**EXCERPT**
[start]

2007-05-04 Thread Hamilton, William
> -Original Message-
> From: [EMAIL PROTECTED]
> 
> On May 4, 5:02 am, Jaswant <[EMAIL PROTECTED]> wrote:
> > This is  a simple way to do it i think
> >
> > s=hello
> >
> > >>> if(len(s)==0):
> >
> > ... print "Empty"
> > ... else:
> > ... print s
> > ...
> > hello
> 
> But you are still making the assumption that s is a string.
> (BTW, you need quotes around your example.)
> 
> For example:
> 
> >>> print a,b
> 11 11
> 
> Can you tell which one is the string? I.e., which one had quotes
> around it?
> 
> If you correctly assume that it was b, then yes, your example works.
> 
> >>> print len(b)
> 2
> 
> If you incorrectly assume it was a, then the example doesn't work.
> 
> >>> print len(a)
> Traceback (most recent call last):
>   File "", line 1, in 
> print len(a)

[end]

**INFORMATION PROVIDED**
[start]

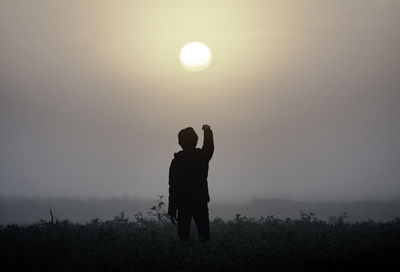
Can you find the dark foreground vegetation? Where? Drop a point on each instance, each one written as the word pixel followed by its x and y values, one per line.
pixel 242 244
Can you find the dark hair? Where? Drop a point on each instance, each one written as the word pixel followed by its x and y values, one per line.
pixel 187 138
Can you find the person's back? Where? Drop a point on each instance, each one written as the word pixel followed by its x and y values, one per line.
pixel 188 186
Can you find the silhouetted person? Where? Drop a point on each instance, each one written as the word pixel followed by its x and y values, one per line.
pixel 188 188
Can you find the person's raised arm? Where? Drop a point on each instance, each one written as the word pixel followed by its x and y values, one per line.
pixel 208 143
pixel 173 196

[end]

**REQUIRED WORK**
[a] From the mailing-list thread about checking for an empty string, list every command typed after a ">>>" interpreter prompt.
[b] Write what comes next in the mailing-list thread about checking for an empty string, starting after its final line.
The data have nothing to do with the mailing-list thread above.

**RESULTS IN ORDER**
[a]
if(len(s)==0):
print a,b
print len(b)
print len(a)

[b]
> TypeError: object of type 'int' has no len()
> 
> You have to know that a variable is a string before you try to do a
> len().
> 
> Dynamic typing is a feature, but that doesn't relieve you of the
> necessary tests.

Your point would be important if the question were "How can I tell if x
is an empty string?"  On the other hand, "How to check if a string is
empty?" implies that the OP already knows it is a string.  Maybe he's
been using string methods on it, maybe he got it from a function that he
knows provides a string. Maybe he's checked its type.  It doesn't really
matter, if he's aware it is a string he doesn't have to test it for
stringness.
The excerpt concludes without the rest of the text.